Tantangan a ::
Dalam teks sumber tentang parang Binongko, ringkaslah paragraf yang diawali "Parang Binongko menjadi kondang" menjadi daftar singkat tanpa menghilangkan fakta utamanya.

Teks Sumber ::
━━━━━━

BUTONMAGZ—Kelurahan Sowa Kecamatan Togo Binongko, Wakatobi – Sulawesi Tenggara, hingga saat ini masih dikenal sebagai ‘pusat’ produksi parang atau golok berkualitas. Bila ke sana, suara godam bertalu-talu terus terdengar menghantam besi, seolah meramaikan kampung di pesisir barat Pulau Binongko, pulau terujung di gugus pulau yang dulu dikenal dengan nama Kepulauan Tukang Besi.
Proses pembuatan parang Binongko ini tak diketahui pasti sejak kapan kehadirannya, namun cerita rakyat bertutur bila akarnya terentang sejak berabad-abad lalu. Itu pula yang kemudian menjadi cikal-bakal mengapa wilayah pulau-pulau itu dikenal sebagai pulaunya Tukang Besi. Konon bermula dari para perajin parang tradisional Binongko ini.
Memang, sematan ”Kepulauan Tukang Besi” yang kini bernama Kabupaten Wakatobi . bermula dari penjelajah Belanda yang konon juga menamai pulau itu ”Toekang Besi Eilanden” alias ”Pulau Tukang Besi” setelah berkunjung ke Binongko pada abad ke-17.
Tak hanya Kelurahan Sowa, industri da penempaan besi menjadi parang Binongko juga ditemukan di wilayah tetangga, seperti Kelurahan Popalia, serta sejumlah desa di Binongko.
Parang Binongko menjadi kondang karena tajam dan awet. Ujung parang berbentuk segitiga siku-siku, persis seperti parang yang dipegang pahlawan nasional Kapitan Pattimura dalam gambar uang kertas pecahan Rp 1.000 edisi tahun 2000.
Mata pencarian sebagai pandai besi ini berbeda dengan kehidupan warga Binongko lainnya yang menjadi pelaut. Sejak berabad-abad lalu, warga Sowa memang telah menguasai keterampilan mengolah besi menjadi parang. Padahal, pulau karang terpencil yang dikepung Laut Banda dan Laut Flores itu tak memiliki sumber bijih besi.

━━━━━━

Catatan Hasil Ekstraksi ::
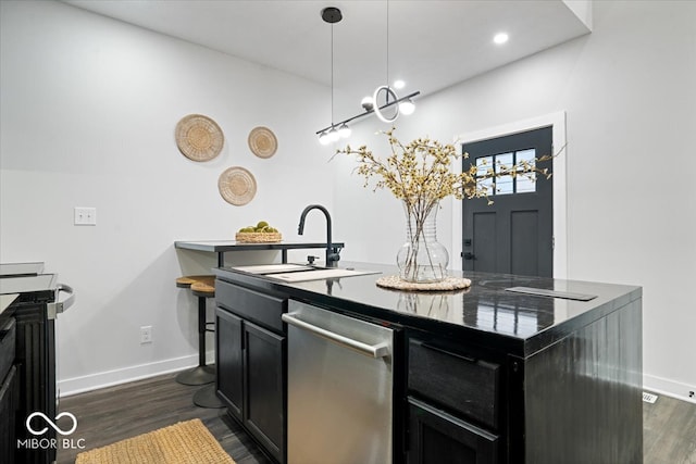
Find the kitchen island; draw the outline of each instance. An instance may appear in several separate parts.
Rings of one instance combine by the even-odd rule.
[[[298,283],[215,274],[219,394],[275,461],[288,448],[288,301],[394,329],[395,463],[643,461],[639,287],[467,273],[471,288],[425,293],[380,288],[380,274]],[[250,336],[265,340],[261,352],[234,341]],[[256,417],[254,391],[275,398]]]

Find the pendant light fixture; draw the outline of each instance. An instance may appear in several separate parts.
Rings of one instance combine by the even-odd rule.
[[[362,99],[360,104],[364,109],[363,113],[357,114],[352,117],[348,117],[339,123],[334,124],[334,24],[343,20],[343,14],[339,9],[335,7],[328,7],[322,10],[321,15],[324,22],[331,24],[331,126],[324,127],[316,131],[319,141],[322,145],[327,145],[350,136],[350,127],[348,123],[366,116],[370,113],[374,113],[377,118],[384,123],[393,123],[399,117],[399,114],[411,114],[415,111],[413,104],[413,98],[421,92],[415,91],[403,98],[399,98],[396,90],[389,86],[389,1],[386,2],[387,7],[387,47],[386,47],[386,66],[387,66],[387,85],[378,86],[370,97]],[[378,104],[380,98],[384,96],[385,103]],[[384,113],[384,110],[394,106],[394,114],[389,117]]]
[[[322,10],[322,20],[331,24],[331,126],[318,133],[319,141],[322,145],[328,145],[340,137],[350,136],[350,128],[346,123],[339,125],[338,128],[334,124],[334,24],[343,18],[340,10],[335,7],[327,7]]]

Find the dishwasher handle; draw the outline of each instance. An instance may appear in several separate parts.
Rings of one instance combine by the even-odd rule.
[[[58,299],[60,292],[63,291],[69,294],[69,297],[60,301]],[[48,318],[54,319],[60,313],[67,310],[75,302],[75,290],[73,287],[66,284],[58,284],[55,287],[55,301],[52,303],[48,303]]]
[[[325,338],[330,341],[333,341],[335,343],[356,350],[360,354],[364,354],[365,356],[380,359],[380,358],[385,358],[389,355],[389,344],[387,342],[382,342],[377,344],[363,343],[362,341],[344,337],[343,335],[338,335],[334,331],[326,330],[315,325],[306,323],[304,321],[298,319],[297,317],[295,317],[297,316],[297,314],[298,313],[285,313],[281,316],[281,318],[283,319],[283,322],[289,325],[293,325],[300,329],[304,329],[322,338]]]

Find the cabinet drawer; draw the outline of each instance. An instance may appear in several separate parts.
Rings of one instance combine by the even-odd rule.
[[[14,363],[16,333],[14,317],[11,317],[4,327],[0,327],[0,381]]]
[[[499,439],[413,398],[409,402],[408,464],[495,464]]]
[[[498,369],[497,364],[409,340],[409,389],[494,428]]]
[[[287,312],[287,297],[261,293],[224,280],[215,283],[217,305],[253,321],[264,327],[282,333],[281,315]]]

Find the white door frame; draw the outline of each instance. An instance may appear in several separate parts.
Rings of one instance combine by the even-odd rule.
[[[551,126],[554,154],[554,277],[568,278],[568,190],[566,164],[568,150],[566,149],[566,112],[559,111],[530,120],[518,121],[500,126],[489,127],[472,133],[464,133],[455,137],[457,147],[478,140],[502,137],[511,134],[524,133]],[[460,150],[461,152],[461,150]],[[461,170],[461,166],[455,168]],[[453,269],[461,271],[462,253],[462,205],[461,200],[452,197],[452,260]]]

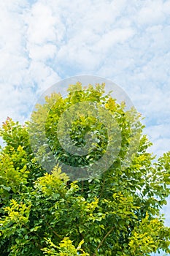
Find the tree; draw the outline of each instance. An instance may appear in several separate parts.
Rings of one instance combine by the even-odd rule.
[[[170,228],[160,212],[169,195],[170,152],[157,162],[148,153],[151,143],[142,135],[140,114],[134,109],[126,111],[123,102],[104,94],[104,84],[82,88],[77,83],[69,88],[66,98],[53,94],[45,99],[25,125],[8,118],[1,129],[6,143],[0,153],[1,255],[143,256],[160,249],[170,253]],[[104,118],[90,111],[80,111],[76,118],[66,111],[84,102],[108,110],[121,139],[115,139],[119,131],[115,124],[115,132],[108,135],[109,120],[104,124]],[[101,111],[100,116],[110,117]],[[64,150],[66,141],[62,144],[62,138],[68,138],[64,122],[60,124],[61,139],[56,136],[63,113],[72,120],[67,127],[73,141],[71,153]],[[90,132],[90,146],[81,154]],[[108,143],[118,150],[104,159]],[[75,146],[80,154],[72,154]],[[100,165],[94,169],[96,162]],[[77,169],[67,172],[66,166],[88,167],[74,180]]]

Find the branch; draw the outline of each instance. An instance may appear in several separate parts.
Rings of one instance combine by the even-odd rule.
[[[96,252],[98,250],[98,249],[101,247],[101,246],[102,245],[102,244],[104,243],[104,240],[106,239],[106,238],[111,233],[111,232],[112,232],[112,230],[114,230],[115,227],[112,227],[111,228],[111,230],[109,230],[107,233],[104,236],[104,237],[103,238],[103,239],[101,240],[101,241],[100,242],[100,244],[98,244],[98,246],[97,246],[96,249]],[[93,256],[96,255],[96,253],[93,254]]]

━━━━━━

Tantangan b ::
Pilih setiap baris dalam catatan yang memuat kata "appear", lalu salin baris tersebut.

Jawaban Latihan a ::
- Parang Binongko terkenal karena tajam dan awet.
- Ujungnya berbentuk segitiga siku-siku.
- Bentuknya sama dengan parang yang dipegang pahlawan nasional Kapitan Pattimura pada gambar uang kertas pecahan Rp 1.000 edisi tahun 2000.

Jawaban Latihan b ::
Find the kitchen island; draw the outline of each instance. An instance may appear in several separate parts.
Find the pendant light fixture; draw the outline of each instance. An instance may appear in several separate parts.
Find the dishwasher handle; draw the outline of each instance. An instance may appear in several separate parts.
Find the cabinet drawer; draw the outline of each instance. An instance may appear in several separate parts.
Find the white door frame; draw the outline of each instance. An instance may appear in several separate parts.
Find the tree; draw the outline of each instance. An instance may appear in several separate parts.
Find the branch; draw the outline of each instance. An instance may appear in several separate parts.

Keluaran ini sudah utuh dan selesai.